Nel 2003 Henry Chesbrough, professore e direttore esecutivo del “Center for Open Innovation di Berkeley”, propose per primo il termine “OPEN INNOVATION” con il libro dal titolo “Open innovation: the new imperative for creating and profiting from technology”. L’innovazione può essere rappresentata da un segmento con un estremo che possiamo definire “incrementale” e l’altro “radicale”. Da una parte consideriamo il miglioramento incrementale di un processo o di un prodotto e, all’estremo opposto, un nuovo modello di business o servizio.

 

Chesborough, aggiungendo l’aggettivo “open”, ridefinisce l’innovazione come «un paradigma che afferma che le imprese possono e debbono fare ricorso ad idee esterne, così come a quelle interne e accedere con percorsi interni ed esterni ai mercati, se vogliono progredire nelle loro competenze tecnologiche». In sostanza, occorre aprirsi al mondo esterno, cercando di coglierne le idee migliori. La chiusa imprenditoria tradizionale si è fermata all’esortazione di “rubare il mestiere con gli occhi”, come quando i giovani apprendisti andavano nelle botteghe artigiane per imparare i segreti dei loro maestri sino ad arrivare a superarli in bravura.

◇ ◇ ◇ ◇ ◇ ◇ ◇

**Cosa fare**
Nel brano sull'open innovation, perché le imprese dovrebbero fare ricorso anche a idee esterne e non solo a quelle interne? Rispondi in una o due frasi.

◇ ◇ ◇ ◇ ◇ ◇ ◇

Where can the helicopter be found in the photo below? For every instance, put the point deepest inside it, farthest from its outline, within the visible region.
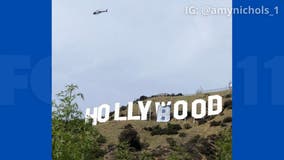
(99, 11)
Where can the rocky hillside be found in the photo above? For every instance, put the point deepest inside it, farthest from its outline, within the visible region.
(189, 138)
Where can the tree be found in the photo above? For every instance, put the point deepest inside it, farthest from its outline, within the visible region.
(72, 138)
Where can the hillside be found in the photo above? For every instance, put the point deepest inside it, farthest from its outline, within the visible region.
(190, 128)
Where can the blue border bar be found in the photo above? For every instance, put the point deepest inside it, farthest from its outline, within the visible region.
(25, 71)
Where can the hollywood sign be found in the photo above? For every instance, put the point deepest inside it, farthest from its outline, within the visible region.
(199, 109)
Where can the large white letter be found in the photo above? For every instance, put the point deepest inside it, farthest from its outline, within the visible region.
(130, 112)
(116, 113)
(106, 109)
(93, 116)
(184, 109)
(144, 109)
(202, 109)
(211, 105)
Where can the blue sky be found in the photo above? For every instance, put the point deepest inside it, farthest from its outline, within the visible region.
(141, 47)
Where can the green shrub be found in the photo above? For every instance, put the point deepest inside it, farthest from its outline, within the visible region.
(182, 134)
(171, 142)
(187, 126)
(215, 123)
(72, 138)
(227, 120)
(130, 136)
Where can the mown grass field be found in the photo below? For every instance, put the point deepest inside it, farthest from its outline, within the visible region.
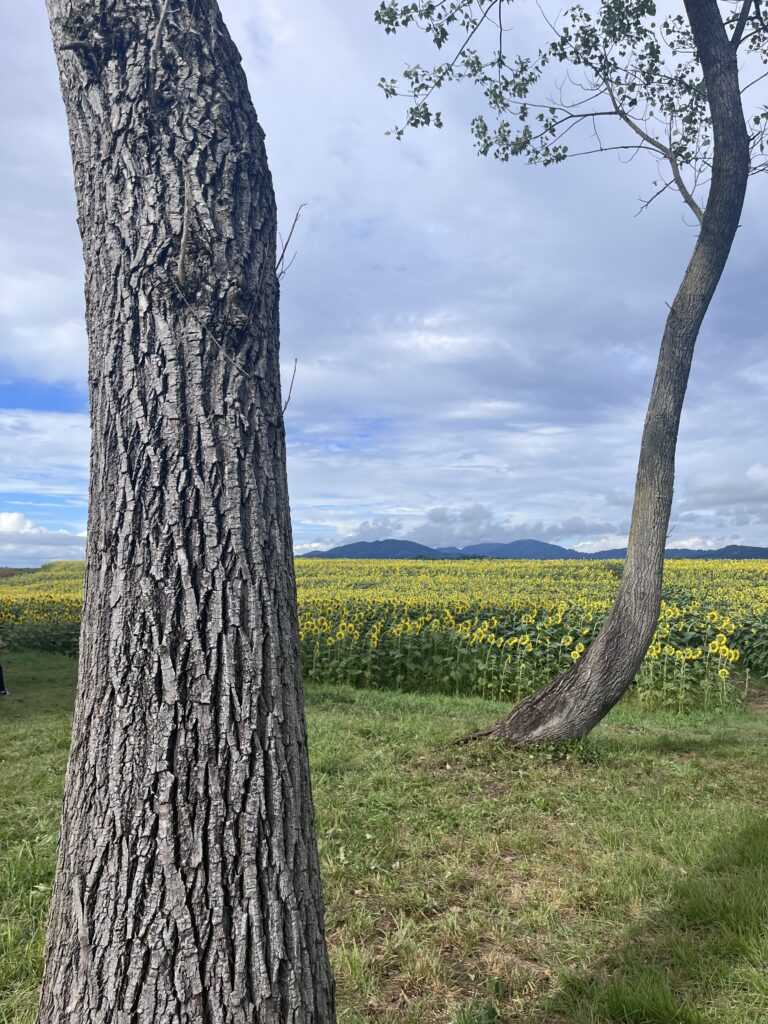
(626, 882)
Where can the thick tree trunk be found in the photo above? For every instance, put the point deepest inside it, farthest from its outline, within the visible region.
(570, 706)
(187, 887)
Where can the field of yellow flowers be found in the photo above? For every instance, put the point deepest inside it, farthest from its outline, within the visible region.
(492, 628)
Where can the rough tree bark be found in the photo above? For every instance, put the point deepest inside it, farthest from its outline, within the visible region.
(569, 707)
(187, 888)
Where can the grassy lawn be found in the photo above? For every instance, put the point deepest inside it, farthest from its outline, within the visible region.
(625, 883)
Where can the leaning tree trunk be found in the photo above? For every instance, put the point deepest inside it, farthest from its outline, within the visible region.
(187, 888)
(570, 706)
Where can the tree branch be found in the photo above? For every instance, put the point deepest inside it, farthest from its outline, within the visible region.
(743, 17)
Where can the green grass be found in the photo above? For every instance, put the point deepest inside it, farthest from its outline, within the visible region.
(624, 881)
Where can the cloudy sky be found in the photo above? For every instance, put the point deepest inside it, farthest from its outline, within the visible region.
(475, 341)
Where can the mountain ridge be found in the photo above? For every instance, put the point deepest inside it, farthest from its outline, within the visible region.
(516, 550)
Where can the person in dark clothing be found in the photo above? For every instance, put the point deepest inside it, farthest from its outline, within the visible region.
(3, 691)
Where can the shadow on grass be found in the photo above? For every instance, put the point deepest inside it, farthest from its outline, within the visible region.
(701, 958)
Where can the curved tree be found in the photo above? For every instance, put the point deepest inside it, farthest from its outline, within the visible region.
(187, 887)
(674, 90)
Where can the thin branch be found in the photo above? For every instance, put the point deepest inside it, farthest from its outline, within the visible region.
(290, 390)
(743, 17)
(282, 258)
(666, 152)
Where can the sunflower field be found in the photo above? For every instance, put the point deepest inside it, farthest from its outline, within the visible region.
(492, 628)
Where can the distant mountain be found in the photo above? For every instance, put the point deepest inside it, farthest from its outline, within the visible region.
(535, 550)
(521, 549)
(379, 549)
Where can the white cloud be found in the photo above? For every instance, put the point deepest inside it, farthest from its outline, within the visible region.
(25, 543)
(44, 453)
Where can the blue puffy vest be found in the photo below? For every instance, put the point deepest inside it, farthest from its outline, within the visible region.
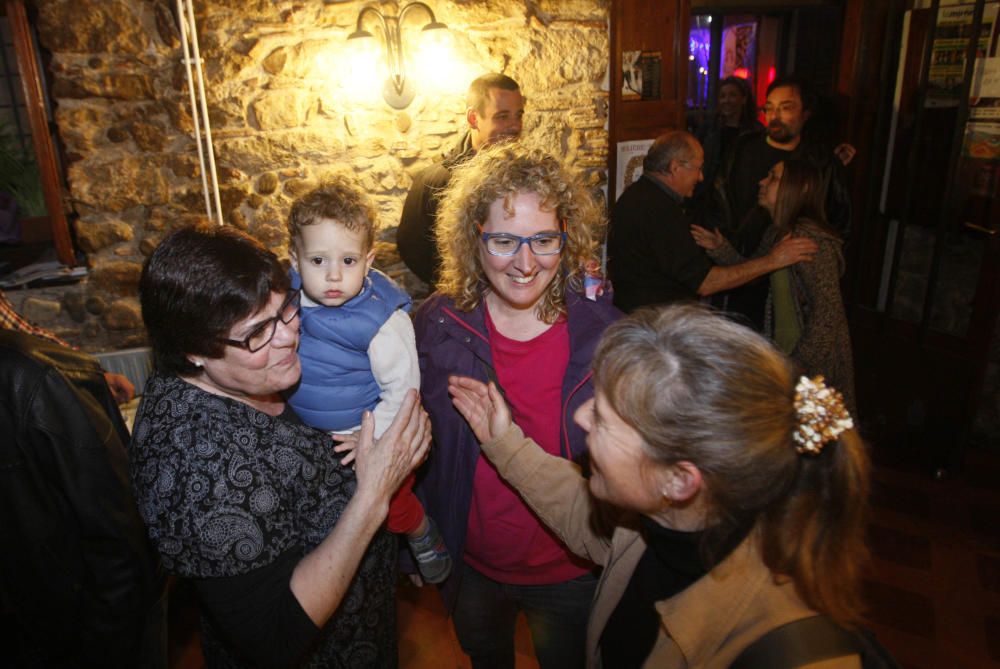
(337, 383)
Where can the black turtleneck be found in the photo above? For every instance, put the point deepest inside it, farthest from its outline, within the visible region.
(671, 563)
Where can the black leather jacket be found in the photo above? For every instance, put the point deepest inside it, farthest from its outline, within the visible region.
(76, 574)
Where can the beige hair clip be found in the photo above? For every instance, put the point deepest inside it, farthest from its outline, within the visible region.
(821, 413)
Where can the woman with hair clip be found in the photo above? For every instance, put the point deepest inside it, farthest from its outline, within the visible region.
(515, 233)
(737, 492)
(805, 313)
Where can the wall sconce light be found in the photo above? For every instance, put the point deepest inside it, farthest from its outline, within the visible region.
(398, 90)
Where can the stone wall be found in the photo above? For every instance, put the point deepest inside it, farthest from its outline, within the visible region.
(283, 115)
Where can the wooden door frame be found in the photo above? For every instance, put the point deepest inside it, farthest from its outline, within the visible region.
(646, 119)
(45, 151)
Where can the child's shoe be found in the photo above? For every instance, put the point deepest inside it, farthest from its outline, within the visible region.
(432, 556)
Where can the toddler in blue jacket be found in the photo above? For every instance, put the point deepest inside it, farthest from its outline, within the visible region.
(357, 346)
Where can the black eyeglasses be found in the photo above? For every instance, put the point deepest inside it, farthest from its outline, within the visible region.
(264, 333)
(505, 244)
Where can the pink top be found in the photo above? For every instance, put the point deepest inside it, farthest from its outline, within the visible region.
(506, 541)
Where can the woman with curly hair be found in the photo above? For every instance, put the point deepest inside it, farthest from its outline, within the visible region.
(516, 234)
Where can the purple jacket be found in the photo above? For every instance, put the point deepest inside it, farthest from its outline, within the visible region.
(453, 342)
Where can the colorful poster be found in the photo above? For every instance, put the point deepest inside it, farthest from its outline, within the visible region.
(951, 40)
(629, 164)
(982, 142)
(984, 96)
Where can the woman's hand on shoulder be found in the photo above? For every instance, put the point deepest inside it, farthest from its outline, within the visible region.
(705, 238)
(382, 464)
(790, 250)
(482, 405)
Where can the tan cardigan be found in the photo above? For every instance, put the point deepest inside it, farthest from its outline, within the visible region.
(706, 625)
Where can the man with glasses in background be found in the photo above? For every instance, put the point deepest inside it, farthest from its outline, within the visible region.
(495, 113)
(652, 257)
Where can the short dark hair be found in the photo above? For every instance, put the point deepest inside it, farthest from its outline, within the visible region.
(479, 89)
(749, 112)
(674, 145)
(197, 284)
(805, 90)
(340, 199)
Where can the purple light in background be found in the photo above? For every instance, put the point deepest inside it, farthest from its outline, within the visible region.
(699, 50)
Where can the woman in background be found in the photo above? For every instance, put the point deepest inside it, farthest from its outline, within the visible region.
(515, 233)
(737, 493)
(805, 313)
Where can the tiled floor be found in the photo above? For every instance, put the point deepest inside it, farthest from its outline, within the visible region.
(934, 584)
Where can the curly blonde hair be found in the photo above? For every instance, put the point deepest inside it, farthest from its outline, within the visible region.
(500, 172)
(340, 198)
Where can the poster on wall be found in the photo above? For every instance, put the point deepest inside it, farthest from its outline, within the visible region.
(641, 75)
(984, 96)
(982, 142)
(738, 53)
(951, 39)
(629, 164)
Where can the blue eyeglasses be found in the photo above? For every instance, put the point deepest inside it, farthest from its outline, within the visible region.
(506, 244)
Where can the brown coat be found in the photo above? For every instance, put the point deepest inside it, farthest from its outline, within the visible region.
(708, 624)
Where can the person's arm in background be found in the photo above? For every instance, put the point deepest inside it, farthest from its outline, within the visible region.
(121, 388)
(91, 546)
(415, 234)
(788, 251)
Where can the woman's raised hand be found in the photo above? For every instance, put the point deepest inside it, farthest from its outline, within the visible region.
(705, 238)
(481, 405)
(382, 464)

◇ ◇ ◇ ◇ ◇ ◇ ◇

**Risultato**
Perché, secondo la definizione riportata, le imprese devono usare idee esterne oltre a quelle interne, e raggiungere i mercati con percorsi interni ed esterni, se vogliono progredire nelle loro competenze tecnologiche.